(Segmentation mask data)

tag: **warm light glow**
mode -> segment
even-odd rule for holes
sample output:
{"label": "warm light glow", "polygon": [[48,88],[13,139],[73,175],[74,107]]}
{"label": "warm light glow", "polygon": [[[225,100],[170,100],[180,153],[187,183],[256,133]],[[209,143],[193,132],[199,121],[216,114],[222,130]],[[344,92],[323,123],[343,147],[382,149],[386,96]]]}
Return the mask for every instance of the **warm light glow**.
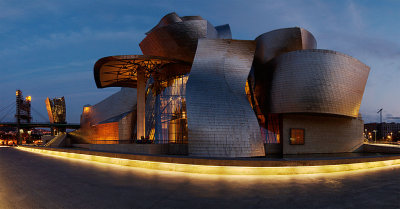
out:
{"label": "warm light glow", "polygon": [[119,139],[118,122],[103,123],[91,127],[88,139],[93,144],[115,144]]}
{"label": "warm light glow", "polygon": [[338,164],[338,165],[320,165],[320,166],[287,166],[287,167],[212,166],[212,165],[194,165],[194,164],[131,160],[131,159],[96,156],[96,155],[78,154],[71,152],[60,152],[60,151],[46,150],[40,148],[29,148],[29,147],[17,147],[17,148],[20,150],[36,152],[41,154],[62,156],[67,158],[95,161],[107,164],[116,164],[121,166],[130,166],[136,168],[147,168],[153,170],[175,171],[184,173],[214,174],[214,175],[316,174],[316,173],[354,171],[361,169],[400,165],[400,158],[399,158],[395,160]]}
{"label": "warm light glow", "polygon": [[83,113],[89,113],[90,107],[83,107]]}
{"label": "warm light glow", "polygon": [[18,95],[19,95],[19,91],[16,91],[16,92],[15,92],[15,95],[18,96]]}
{"label": "warm light glow", "polygon": [[27,96],[27,97],[25,98],[25,100],[28,101],[28,102],[30,102],[30,101],[32,100],[32,97],[31,97],[31,96]]}

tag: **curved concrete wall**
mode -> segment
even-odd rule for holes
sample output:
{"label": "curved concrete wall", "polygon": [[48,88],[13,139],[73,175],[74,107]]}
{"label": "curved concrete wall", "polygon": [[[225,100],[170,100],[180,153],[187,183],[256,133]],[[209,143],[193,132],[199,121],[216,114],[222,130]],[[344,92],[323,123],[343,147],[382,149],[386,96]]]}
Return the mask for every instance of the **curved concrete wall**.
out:
{"label": "curved concrete wall", "polygon": [[254,60],[260,64],[265,64],[286,52],[317,47],[314,36],[309,31],[298,27],[273,30],[261,34],[256,41]]}
{"label": "curved concrete wall", "polygon": [[327,113],[357,117],[369,67],[330,50],[300,50],[277,57],[271,113]]}
{"label": "curved concrete wall", "polygon": [[199,40],[186,86],[189,155],[265,155],[245,93],[254,50],[254,41]]}

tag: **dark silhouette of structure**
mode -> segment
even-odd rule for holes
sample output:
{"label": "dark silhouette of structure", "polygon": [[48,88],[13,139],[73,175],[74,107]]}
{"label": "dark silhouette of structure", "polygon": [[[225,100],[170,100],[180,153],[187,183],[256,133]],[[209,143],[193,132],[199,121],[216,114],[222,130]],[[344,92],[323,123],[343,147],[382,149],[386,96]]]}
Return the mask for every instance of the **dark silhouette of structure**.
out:
{"label": "dark silhouette of structure", "polygon": [[[46,98],[46,109],[49,115],[50,124],[66,124],[66,108],[64,97],[49,99]],[[65,132],[65,127],[51,127],[51,135],[58,135]]]}
{"label": "dark silhouette of structure", "polygon": [[20,137],[21,123],[31,123],[31,96],[27,96],[25,99],[22,96],[22,91],[17,90],[15,93],[16,97],[16,113],[15,118],[17,120],[17,142],[22,143]]}

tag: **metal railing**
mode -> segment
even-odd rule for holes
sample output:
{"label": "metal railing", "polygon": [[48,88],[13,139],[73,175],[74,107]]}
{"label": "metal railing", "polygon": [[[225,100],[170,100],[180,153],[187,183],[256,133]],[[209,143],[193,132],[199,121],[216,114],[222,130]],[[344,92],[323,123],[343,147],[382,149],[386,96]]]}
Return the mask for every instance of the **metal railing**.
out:
{"label": "metal railing", "polygon": [[[134,140],[89,140],[90,144],[155,144],[154,140],[150,139],[134,139]],[[177,143],[165,143],[165,144],[187,144],[184,141]]]}
{"label": "metal railing", "polygon": [[133,144],[133,140],[89,140],[90,144]]}

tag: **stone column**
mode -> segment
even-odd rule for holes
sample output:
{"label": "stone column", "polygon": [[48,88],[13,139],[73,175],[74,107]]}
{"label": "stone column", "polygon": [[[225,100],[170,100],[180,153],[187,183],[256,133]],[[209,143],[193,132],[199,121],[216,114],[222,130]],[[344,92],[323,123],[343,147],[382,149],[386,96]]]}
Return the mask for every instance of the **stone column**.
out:
{"label": "stone column", "polygon": [[146,113],[146,77],[145,72],[138,69],[137,72],[137,138],[145,137],[145,113]]}

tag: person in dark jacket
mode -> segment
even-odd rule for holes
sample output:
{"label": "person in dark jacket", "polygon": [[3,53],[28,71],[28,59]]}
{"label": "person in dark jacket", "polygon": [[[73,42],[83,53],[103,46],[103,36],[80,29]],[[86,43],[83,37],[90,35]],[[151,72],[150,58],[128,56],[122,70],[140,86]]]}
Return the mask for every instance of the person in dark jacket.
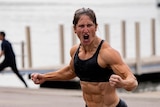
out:
{"label": "person in dark jacket", "polygon": [[6,67],[11,67],[13,72],[18,76],[18,78],[24,83],[25,87],[27,88],[28,85],[17,69],[15,54],[12,45],[8,40],[5,39],[5,32],[0,32],[0,40],[2,41],[0,57],[4,55],[4,60],[2,61],[2,63],[0,63],[0,72]]}

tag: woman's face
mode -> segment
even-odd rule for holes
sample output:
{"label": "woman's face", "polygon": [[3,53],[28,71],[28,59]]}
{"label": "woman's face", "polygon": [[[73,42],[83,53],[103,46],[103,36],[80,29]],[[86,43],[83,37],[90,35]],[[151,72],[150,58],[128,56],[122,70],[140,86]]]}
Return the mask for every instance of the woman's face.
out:
{"label": "woman's face", "polygon": [[96,37],[97,25],[87,15],[81,15],[74,31],[82,45],[89,45]]}

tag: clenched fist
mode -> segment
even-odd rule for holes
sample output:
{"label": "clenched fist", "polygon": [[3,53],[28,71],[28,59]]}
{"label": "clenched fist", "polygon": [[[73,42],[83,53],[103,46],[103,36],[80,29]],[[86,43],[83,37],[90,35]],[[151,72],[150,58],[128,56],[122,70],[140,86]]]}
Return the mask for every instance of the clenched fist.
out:
{"label": "clenched fist", "polygon": [[122,88],[124,80],[119,75],[111,75],[109,79],[109,83],[112,87],[115,88]]}
{"label": "clenched fist", "polygon": [[42,84],[45,82],[43,74],[33,73],[31,74],[31,79],[35,84]]}

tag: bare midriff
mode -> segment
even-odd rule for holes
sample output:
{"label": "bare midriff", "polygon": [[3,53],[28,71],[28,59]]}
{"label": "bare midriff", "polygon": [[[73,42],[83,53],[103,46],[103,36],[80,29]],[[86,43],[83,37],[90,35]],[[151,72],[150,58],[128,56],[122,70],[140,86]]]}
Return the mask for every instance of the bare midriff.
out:
{"label": "bare midriff", "polygon": [[109,82],[81,81],[83,98],[88,107],[116,107],[119,97]]}

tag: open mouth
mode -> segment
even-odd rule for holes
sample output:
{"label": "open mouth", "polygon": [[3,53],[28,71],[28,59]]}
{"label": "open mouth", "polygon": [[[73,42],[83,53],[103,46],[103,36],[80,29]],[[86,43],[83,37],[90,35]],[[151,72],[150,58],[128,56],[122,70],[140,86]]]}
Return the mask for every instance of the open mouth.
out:
{"label": "open mouth", "polygon": [[83,38],[84,40],[89,39],[89,35],[84,35]]}

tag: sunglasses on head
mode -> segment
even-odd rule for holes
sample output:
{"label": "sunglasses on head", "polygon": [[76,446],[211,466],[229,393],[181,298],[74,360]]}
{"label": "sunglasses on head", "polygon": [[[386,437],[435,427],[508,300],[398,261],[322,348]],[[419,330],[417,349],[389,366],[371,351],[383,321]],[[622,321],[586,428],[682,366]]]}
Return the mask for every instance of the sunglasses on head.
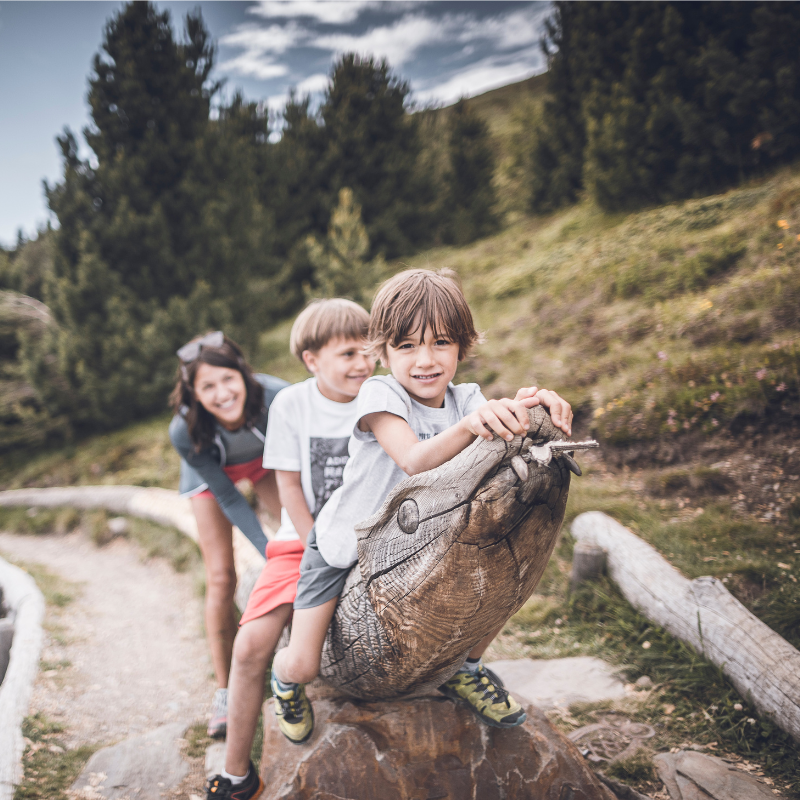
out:
{"label": "sunglasses on head", "polygon": [[225,335],[222,331],[213,331],[192,342],[187,342],[177,351],[177,356],[184,364],[191,364],[200,355],[200,351],[204,347],[222,347],[224,343]]}

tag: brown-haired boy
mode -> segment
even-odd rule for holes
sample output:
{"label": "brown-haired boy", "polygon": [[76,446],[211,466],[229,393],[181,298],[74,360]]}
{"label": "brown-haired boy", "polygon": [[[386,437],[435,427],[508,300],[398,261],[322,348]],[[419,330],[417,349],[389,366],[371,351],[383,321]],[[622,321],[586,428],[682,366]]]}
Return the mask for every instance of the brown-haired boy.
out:
{"label": "brown-haired boy", "polygon": [[[316,300],[292,326],[290,347],[312,377],[282,390],[270,406],[264,466],[274,469],[281,525],[267,545],[267,563],[253,588],[233,646],[228,692],[225,770],[208,798],[251,800],[263,789],[250,763],[264,676],[292,616],[308,532],[342,482],[357,413],[356,395],[375,361],[364,355],[369,315],[350,300]],[[280,395],[278,395],[280,397]]]}
{"label": "brown-haired boy", "polygon": [[[384,283],[375,297],[368,349],[392,374],[370,378],[359,393],[350,461],[341,488],[309,535],[291,640],[273,662],[278,725],[291,741],[305,741],[313,730],[311,704],[300,684],[319,672],[328,625],[357,560],[354,526],[380,508],[406,475],[444,464],[477,436],[490,439],[494,431],[510,441],[523,434],[528,409],[535,405],[548,407],[553,423],[571,433],[572,410],[555,392],[528,387],[513,400],[487,402],[477,384],[454,386],[458,362],[477,339],[453,273],[407,270]],[[441,690],[466,701],[487,724],[513,727],[525,720],[525,712],[480,660],[495,633],[473,648]]]}

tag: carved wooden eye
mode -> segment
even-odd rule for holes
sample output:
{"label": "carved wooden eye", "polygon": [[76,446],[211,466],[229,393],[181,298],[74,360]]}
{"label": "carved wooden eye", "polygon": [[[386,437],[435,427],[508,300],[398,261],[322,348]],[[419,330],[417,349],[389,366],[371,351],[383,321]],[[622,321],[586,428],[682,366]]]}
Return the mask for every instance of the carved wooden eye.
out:
{"label": "carved wooden eye", "polygon": [[414,533],[419,527],[419,508],[414,500],[403,500],[397,509],[397,524],[403,533]]}

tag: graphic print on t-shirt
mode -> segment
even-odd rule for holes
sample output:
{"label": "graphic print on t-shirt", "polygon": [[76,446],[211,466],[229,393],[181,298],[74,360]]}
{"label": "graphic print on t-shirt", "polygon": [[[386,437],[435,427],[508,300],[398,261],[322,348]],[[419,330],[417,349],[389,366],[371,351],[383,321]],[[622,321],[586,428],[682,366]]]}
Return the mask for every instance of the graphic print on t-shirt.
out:
{"label": "graphic print on t-shirt", "polygon": [[342,473],[347,463],[349,436],[339,439],[310,437],[311,488],[314,491],[314,519],[328,498],[342,485]]}

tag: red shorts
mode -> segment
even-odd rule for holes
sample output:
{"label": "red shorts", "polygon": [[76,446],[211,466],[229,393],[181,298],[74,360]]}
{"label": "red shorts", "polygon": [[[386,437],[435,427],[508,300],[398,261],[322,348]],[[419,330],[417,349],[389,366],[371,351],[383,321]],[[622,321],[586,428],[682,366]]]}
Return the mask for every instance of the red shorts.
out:
{"label": "red shorts", "polygon": [[284,603],[294,603],[303,549],[299,539],[267,544],[267,563],[250,592],[240,626],[263,617]]}
{"label": "red shorts", "polygon": [[[231,479],[233,483],[238,483],[243,478],[247,478],[254,486],[272,470],[264,469],[261,466],[261,459],[254,458],[252,461],[245,461],[244,464],[230,464],[223,467],[222,471]],[[198,492],[194,497],[213,497],[210,489]]]}

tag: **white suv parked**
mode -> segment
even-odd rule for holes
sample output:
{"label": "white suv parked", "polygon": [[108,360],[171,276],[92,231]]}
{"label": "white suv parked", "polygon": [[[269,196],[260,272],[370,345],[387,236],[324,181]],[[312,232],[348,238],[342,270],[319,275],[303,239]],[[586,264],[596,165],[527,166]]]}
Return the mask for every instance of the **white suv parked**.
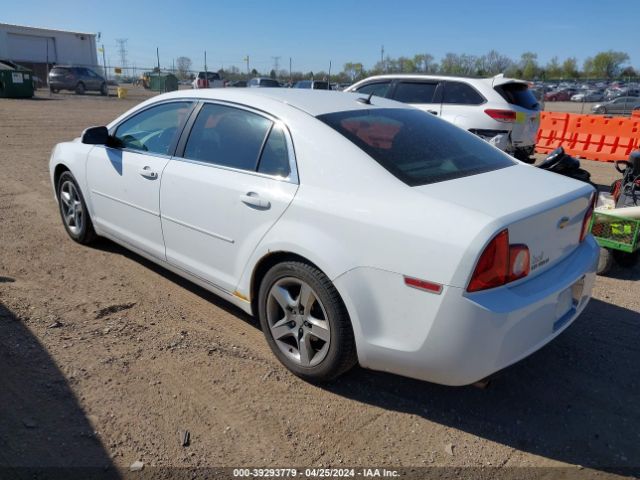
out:
{"label": "white suv parked", "polygon": [[434,75],[378,75],[345,91],[408,103],[529,160],[540,126],[540,105],[527,82]]}

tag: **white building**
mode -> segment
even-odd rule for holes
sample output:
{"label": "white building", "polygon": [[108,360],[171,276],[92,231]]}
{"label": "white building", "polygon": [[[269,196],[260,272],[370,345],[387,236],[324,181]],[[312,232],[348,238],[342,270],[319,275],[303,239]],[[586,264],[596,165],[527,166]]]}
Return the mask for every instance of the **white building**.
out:
{"label": "white building", "polygon": [[0,59],[11,60],[45,78],[49,67],[98,67],[96,35],[0,23]]}

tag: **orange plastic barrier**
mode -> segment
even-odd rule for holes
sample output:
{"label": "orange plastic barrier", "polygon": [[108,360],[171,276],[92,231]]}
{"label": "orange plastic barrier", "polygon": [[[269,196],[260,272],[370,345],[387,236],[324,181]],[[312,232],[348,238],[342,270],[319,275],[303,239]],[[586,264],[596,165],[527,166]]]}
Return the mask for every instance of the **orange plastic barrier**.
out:
{"label": "orange plastic barrier", "polygon": [[626,160],[640,148],[640,118],[542,112],[536,152],[549,153],[559,146],[589,160]]}

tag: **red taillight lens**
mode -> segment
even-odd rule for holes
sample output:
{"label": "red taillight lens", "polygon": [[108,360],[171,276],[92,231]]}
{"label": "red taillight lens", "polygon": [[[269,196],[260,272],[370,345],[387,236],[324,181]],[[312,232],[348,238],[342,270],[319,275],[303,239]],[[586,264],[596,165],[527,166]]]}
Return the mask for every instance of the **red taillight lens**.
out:
{"label": "red taillight lens", "polygon": [[509,246],[509,282],[529,275],[531,259],[526,245]]}
{"label": "red taillight lens", "polygon": [[436,294],[440,294],[442,292],[442,285],[439,283],[428,282],[426,280],[420,280],[419,278],[404,277],[404,284],[408,287],[424,290],[425,292]]}
{"label": "red taillight lens", "polygon": [[494,120],[498,120],[500,122],[515,122],[516,121],[516,112],[513,110],[498,110],[494,108],[488,108],[484,111],[487,115],[489,115]]}
{"label": "red taillight lens", "polygon": [[509,245],[509,230],[498,233],[484,249],[467,291],[499,287],[529,275],[531,258],[526,245]]}
{"label": "red taillight lens", "polygon": [[582,243],[587,235],[589,234],[589,229],[591,227],[591,217],[593,217],[593,208],[595,206],[595,194],[591,194],[591,199],[589,200],[589,208],[587,208],[587,212],[584,214],[584,219],[582,220],[582,230],[580,231],[580,242]]}
{"label": "red taillight lens", "polygon": [[502,230],[484,249],[473,272],[469,292],[486,290],[507,283],[509,278],[509,231]]}

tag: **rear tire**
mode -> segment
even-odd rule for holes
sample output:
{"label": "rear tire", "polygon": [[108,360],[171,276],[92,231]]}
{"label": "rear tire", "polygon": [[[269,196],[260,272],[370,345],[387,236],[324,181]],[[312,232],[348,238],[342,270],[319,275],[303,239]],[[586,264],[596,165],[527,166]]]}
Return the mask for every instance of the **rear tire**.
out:
{"label": "rear tire", "polygon": [[309,264],[288,261],[267,272],[258,316],[274,355],[307,381],[333,380],[357,363],[347,309],[327,276]]}
{"label": "rear tire", "polygon": [[598,266],[596,274],[606,276],[613,268],[613,255],[608,248],[600,247],[600,257],[598,258]]}
{"label": "rear tire", "polygon": [[85,87],[84,87],[84,83],[82,82],[78,82],[78,84],[76,85],[76,94],[77,95],[84,95],[84,92],[86,91]]}
{"label": "rear tire", "polygon": [[69,236],[82,245],[93,242],[97,235],[80,187],[71,172],[60,175],[56,192],[62,224]]}
{"label": "rear tire", "polygon": [[635,267],[638,264],[638,260],[640,260],[640,250],[636,250],[633,253],[614,250],[611,253],[613,254],[612,256],[616,263],[625,268]]}
{"label": "rear tire", "polygon": [[107,86],[106,83],[103,83],[102,85],[100,85],[100,95],[104,97],[109,95],[109,87]]}
{"label": "rear tire", "polygon": [[49,90],[51,91],[51,93],[58,93],[60,91],[57,88],[53,88],[53,87],[50,87]]}

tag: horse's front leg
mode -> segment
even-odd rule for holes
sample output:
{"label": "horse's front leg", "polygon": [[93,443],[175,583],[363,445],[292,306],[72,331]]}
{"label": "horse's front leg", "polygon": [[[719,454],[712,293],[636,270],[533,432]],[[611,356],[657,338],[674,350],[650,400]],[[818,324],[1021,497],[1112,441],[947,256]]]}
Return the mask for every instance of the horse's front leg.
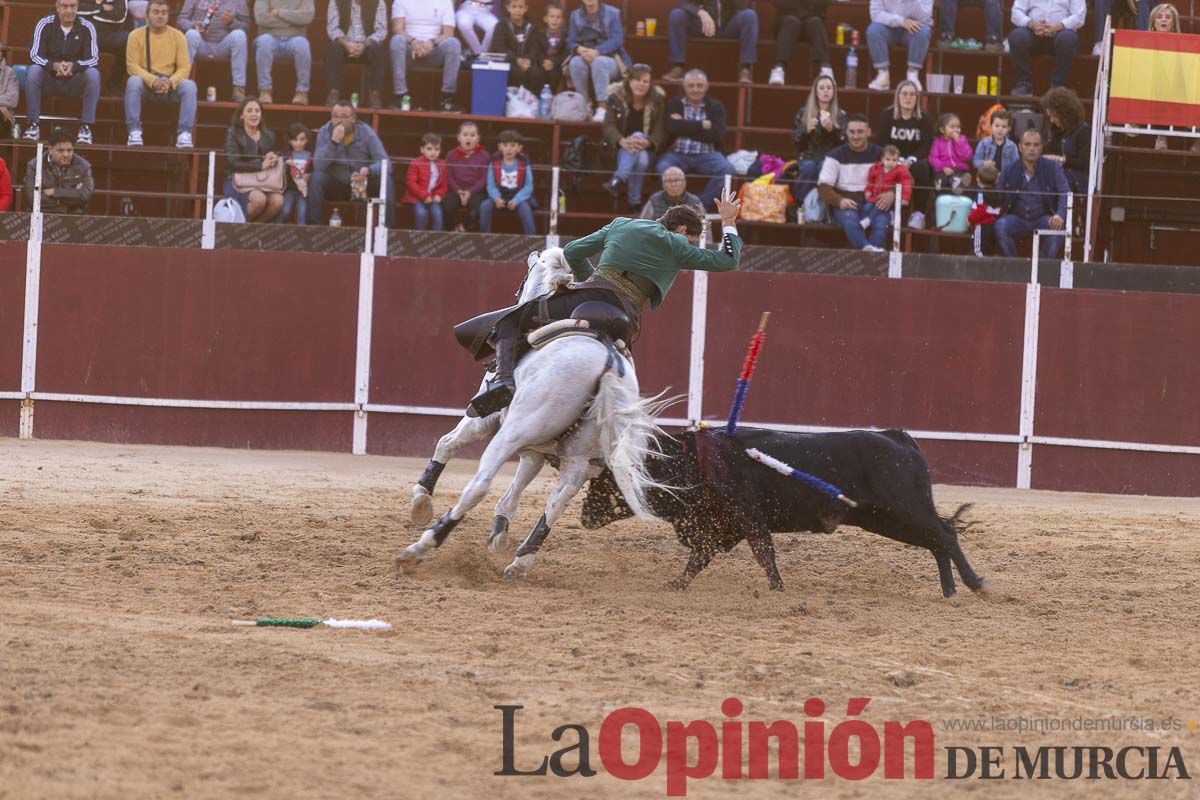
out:
{"label": "horse's front leg", "polygon": [[438,439],[433,451],[433,458],[425,465],[421,478],[412,487],[412,505],[409,508],[409,518],[414,525],[422,527],[433,519],[433,490],[437,486],[442,470],[454,454],[463,445],[478,442],[492,436],[500,428],[500,414],[480,419],[479,417],[463,417],[454,426],[454,430]]}
{"label": "horse's front leg", "polygon": [[550,499],[546,502],[546,513],[542,514],[542,518],[538,520],[537,525],[533,526],[529,536],[517,548],[517,555],[513,562],[504,568],[505,580],[512,580],[528,574],[529,570],[533,568],[537,551],[546,541],[546,537],[550,535],[550,529],[562,517],[571,498],[579,493],[583,484],[593,475],[594,469],[585,456],[571,456],[563,459],[562,466],[559,468],[558,487],[550,493]]}
{"label": "horse's front leg", "polygon": [[496,505],[496,515],[492,518],[492,535],[488,537],[488,548],[493,553],[504,546],[508,537],[508,524],[517,513],[517,505],[521,494],[528,488],[530,481],[537,477],[546,464],[546,456],[531,450],[521,453],[521,463],[517,465],[517,474],[513,476],[512,484],[500,502]]}

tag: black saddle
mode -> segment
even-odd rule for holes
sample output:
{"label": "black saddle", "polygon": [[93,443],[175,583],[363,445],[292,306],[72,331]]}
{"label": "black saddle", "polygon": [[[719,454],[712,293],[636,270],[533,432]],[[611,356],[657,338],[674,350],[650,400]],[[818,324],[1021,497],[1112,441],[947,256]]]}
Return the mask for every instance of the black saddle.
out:
{"label": "black saddle", "polygon": [[614,342],[620,340],[626,346],[633,335],[633,322],[625,310],[601,300],[580,303],[571,312],[571,319],[585,320],[591,330],[604,334]]}

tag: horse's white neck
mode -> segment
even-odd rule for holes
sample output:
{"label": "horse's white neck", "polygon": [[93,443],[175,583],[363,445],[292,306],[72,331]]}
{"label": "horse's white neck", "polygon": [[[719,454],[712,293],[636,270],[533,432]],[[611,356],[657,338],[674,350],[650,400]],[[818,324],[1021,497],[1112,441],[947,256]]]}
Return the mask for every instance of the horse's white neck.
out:
{"label": "horse's white neck", "polygon": [[525,283],[521,285],[521,291],[517,295],[517,300],[521,303],[553,292],[559,286],[566,286],[573,277],[562,248],[551,248],[537,257],[531,254],[528,265],[529,272],[525,275]]}

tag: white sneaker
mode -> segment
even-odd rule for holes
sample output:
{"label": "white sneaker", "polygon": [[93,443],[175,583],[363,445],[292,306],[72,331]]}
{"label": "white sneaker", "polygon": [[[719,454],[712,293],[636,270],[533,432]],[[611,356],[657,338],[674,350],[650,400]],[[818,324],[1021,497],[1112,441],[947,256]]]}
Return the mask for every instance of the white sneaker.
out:
{"label": "white sneaker", "polygon": [[875,73],[875,80],[867,84],[867,88],[873,92],[886,92],[892,88],[892,79],[888,77],[888,71],[881,69]]}
{"label": "white sneaker", "polygon": [[907,76],[907,77],[908,77],[908,79],[909,79],[910,81],[912,81],[913,83],[915,83],[915,84],[917,85],[917,91],[918,91],[918,92],[920,92],[920,91],[924,91],[924,90],[921,88],[921,73],[920,73],[919,71],[917,71],[917,70],[915,70],[915,69],[910,69],[910,70],[908,71],[908,76]]}
{"label": "white sneaker", "polygon": [[871,219],[869,217],[863,217],[858,221],[858,224],[862,225],[862,229],[865,231],[871,227]]}
{"label": "white sneaker", "polygon": [[604,122],[604,112],[605,109],[597,106],[596,113],[592,114],[592,122]]}
{"label": "white sneaker", "polygon": [[863,251],[864,253],[883,253],[883,252],[886,252],[886,251],[885,251],[885,250],[884,250],[882,247],[876,247],[876,246],[875,246],[875,245],[873,245],[873,244],[866,245],[865,247],[863,247],[862,251]]}
{"label": "white sneaker", "polygon": [[833,77],[833,67],[826,64],[825,66],[821,67],[821,74],[827,75],[830,78],[832,78]]}
{"label": "white sneaker", "polygon": [[142,132],[140,130],[130,131],[129,138],[125,140],[125,146],[126,147],[141,147],[142,144],[143,144]]}
{"label": "white sneaker", "polygon": [[192,134],[189,131],[180,131],[179,136],[175,137],[175,146],[190,150],[192,148]]}
{"label": "white sneaker", "polygon": [[771,77],[767,78],[769,86],[783,86],[783,67],[772,67]]}
{"label": "white sneaker", "polygon": [[75,144],[91,144],[92,129],[87,125],[79,126],[79,133],[75,135]]}
{"label": "white sneaker", "polygon": [[1104,42],[1096,42],[1096,44],[1094,44],[1092,46],[1092,55],[1098,56],[1098,55],[1100,55],[1101,51],[1103,51],[1103,50],[1104,50]]}
{"label": "white sneaker", "polygon": [[39,138],[41,138],[41,135],[42,132],[38,129],[37,123],[35,122],[29,127],[25,128],[25,135],[21,138],[28,139],[31,142],[36,142]]}
{"label": "white sneaker", "polygon": [[914,211],[912,216],[908,218],[908,227],[912,228],[914,231],[924,230],[925,215],[920,211]]}
{"label": "white sneaker", "polygon": [[1167,137],[1165,137],[1165,136],[1154,137],[1154,149],[1155,150],[1166,150],[1167,149]]}

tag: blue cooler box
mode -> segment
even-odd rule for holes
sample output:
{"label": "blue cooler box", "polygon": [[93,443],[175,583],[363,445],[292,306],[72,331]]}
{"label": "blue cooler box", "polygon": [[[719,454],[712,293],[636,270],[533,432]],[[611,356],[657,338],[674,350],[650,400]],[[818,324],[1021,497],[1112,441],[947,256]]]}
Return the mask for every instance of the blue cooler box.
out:
{"label": "blue cooler box", "polygon": [[476,61],[471,65],[472,114],[503,117],[507,99],[507,61]]}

• [EXERCISE BRIEF] An exact copy of the entries from the line containing "tag: blue cooler box" through the last line is the expected answer.

• [ANSWER AREA]
tag: blue cooler box
mode -> segment
even-odd rule for holes
sample output:
{"label": "blue cooler box", "polygon": [[93,443],[175,583],[363,445],[292,306],[72,331]]}
{"label": "blue cooler box", "polygon": [[[719,454],[712,293],[636,270],[533,432]],[[611,356],[657,338],[674,350],[650,400]],[[818,324],[1021,497],[1112,441],[947,256]]]}
Return the mask for every instance of the blue cooler box.
out:
{"label": "blue cooler box", "polygon": [[476,61],[471,65],[472,114],[503,117],[507,99],[507,61]]}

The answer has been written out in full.